[Region labeling records]
· · ·
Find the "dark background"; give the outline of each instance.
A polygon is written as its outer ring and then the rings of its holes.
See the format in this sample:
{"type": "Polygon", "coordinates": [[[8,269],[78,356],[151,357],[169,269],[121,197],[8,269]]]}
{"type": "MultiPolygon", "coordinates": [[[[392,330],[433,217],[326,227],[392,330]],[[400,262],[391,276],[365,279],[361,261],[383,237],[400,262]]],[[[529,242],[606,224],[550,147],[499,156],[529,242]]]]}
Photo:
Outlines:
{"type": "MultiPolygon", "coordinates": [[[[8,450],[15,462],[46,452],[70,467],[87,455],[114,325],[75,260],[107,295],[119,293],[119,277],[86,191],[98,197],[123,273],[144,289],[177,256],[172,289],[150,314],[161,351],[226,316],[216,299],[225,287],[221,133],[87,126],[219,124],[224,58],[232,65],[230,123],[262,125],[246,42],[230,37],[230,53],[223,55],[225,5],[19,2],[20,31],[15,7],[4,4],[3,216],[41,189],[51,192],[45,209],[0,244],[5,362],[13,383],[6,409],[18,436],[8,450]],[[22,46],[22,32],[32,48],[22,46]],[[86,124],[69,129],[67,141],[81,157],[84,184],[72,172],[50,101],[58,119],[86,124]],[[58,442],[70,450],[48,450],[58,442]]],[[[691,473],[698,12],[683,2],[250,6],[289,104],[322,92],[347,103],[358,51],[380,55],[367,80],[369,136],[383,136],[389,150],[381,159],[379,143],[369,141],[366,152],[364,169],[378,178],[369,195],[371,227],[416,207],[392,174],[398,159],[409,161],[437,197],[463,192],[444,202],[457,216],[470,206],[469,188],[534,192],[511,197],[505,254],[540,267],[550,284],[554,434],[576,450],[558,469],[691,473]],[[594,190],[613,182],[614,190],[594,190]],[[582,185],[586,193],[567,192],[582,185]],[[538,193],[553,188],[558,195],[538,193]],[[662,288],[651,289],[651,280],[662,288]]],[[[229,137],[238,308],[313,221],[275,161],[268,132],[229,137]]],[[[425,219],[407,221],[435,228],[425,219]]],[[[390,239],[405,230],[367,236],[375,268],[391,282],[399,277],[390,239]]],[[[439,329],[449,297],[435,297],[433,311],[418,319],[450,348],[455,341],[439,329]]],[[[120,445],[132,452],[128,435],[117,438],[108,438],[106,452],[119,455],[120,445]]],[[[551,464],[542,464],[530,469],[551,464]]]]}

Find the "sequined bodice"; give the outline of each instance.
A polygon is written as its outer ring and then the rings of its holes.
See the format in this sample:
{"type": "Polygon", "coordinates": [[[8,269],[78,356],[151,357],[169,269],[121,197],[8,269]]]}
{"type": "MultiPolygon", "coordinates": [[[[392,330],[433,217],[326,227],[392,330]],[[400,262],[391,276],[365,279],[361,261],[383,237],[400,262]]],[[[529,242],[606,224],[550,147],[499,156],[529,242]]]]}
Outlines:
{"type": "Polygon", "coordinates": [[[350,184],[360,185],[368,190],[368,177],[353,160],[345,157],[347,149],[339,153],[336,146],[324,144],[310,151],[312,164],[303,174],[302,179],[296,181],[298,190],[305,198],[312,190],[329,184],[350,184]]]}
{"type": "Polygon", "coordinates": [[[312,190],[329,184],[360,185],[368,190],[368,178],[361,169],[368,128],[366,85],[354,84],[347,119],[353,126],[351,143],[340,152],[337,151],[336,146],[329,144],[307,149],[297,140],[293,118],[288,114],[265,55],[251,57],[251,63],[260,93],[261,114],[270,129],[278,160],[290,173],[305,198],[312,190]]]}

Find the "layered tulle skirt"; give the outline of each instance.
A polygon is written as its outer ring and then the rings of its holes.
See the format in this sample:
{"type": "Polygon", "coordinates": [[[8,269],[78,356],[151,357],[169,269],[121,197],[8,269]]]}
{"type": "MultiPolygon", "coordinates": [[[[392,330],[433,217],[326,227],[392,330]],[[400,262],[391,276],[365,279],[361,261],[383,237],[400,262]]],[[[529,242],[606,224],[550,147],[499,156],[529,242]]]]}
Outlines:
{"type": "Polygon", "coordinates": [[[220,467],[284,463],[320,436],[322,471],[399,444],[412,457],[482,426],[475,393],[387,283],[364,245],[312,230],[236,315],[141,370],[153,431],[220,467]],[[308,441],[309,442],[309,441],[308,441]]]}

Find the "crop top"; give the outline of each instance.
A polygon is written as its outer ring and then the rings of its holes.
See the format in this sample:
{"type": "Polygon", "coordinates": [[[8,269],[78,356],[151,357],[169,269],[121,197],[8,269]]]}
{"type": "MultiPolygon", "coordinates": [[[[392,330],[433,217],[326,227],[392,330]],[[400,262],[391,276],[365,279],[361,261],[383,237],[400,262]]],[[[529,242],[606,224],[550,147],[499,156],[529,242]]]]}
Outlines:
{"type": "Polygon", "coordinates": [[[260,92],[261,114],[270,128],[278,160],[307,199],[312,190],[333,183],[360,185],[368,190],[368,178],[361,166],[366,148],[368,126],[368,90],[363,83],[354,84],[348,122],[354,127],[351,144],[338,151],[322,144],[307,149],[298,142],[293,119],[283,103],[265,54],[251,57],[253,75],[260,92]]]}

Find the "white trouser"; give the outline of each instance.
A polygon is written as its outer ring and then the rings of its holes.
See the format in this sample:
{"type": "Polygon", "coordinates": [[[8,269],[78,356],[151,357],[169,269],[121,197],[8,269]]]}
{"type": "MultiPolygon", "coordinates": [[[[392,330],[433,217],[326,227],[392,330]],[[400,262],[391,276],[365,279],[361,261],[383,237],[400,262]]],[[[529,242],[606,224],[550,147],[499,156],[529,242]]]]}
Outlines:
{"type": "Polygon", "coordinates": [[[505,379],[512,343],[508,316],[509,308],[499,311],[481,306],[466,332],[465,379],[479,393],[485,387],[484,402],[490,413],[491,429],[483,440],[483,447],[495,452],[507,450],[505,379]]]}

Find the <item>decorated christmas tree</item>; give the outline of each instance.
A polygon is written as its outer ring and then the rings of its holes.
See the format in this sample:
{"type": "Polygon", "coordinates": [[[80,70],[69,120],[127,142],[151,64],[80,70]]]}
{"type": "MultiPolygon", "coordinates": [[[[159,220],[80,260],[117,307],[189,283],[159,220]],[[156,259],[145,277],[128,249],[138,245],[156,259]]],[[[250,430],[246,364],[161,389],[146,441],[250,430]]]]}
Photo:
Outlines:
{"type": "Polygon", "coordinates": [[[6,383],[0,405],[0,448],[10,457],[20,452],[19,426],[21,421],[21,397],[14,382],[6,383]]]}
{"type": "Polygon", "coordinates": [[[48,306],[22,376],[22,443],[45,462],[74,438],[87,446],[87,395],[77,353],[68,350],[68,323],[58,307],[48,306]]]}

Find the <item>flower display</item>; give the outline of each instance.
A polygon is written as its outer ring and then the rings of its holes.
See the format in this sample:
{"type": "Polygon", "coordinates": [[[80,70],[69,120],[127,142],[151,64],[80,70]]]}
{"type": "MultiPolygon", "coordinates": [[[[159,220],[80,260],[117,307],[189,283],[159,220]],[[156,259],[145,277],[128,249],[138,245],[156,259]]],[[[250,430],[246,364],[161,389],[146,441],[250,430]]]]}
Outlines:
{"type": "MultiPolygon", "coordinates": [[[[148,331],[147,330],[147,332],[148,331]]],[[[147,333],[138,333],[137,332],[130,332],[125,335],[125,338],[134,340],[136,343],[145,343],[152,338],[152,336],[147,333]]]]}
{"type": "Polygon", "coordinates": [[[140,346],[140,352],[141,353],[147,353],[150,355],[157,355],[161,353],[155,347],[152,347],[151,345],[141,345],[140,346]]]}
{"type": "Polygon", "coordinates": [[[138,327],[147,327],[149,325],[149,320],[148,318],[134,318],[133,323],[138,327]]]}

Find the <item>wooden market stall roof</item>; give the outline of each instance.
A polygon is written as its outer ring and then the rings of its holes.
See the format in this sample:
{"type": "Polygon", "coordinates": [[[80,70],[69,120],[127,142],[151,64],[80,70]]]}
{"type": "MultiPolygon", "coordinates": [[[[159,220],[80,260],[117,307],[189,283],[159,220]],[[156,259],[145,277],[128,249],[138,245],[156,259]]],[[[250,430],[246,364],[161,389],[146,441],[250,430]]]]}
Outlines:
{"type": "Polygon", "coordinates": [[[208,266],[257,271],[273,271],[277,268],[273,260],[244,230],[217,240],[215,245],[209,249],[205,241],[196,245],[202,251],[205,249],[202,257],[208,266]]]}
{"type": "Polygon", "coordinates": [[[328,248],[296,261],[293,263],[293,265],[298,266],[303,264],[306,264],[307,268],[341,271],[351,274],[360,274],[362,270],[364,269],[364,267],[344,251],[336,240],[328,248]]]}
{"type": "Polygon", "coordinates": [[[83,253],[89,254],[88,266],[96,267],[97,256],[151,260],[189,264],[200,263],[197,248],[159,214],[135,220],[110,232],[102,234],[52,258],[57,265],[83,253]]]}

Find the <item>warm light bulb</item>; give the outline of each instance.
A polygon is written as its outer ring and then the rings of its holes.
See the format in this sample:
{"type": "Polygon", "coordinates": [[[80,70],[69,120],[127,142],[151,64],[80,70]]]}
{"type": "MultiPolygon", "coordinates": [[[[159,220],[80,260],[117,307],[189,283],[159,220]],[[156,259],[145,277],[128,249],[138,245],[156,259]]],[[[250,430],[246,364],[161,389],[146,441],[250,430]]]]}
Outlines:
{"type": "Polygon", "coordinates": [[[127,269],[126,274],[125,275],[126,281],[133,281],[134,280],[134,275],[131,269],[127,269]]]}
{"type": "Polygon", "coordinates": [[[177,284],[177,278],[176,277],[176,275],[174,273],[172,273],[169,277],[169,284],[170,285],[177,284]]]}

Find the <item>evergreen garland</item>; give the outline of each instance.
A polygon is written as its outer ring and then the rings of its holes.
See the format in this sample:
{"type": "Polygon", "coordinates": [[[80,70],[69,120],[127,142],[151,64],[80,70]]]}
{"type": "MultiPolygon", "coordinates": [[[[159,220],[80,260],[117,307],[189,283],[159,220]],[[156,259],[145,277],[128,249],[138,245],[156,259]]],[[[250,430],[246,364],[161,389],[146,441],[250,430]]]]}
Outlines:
· · ·
[EXERCISE GOAL]:
Reproduce, word for word, the records from the line with "Find the <item>warm" up to and including the last line of the records.

[SOLUTION TO THE EXERCISE]:
Find the <item>warm light bulb</item>; give the outline of each instance.
A polygon is written as its outer ring and then the rings of its holes.
See the format in this sample:
{"type": "Polygon", "coordinates": [[[80,70],[69,120],[127,142],[151,64],[80,70]]]}
{"type": "MultiPolygon", "coordinates": [[[[159,220],[80,260],[117,307],[189,283],[159,220]],[[156,259],[145,277],[128,249],[138,245],[156,259]]],[[[250,430],[246,364],[161,389],[146,441],[250,430]]]]}
Outlines:
{"type": "Polygon", "coordinates": [[[127,269],[126,274],[125,275],[126,281],[133,281],[134,280],[134,275],[131,269],[127,269]]]}
{"type": "Polygon", "coordinates": [[[177,284],[177,278],[176,277],[176,275],[174,273],[172,273],[169,277],[169,284],[170,285],[177,284]]]}

Find the <item>evergreen garland</item>; give the outline of each instance.
A polygon is written as its outer ring and then the rings of its holes.
See the format in this sample:
{"type": "Polygon", "coordinates": [[[80,70],[69,120],[127,142],[151,64],[80,70]]]}
{"type": "MultiPolygon", "coordinates": [[[[159,220],[80,260],[117,307],[189,283],[159,220]],[[156,259],[145,277],[128,249],[138,245],[156,259]]],[[[250,430],[246,364],[161,389],[146,441],[250,430]]]]}
Outlines:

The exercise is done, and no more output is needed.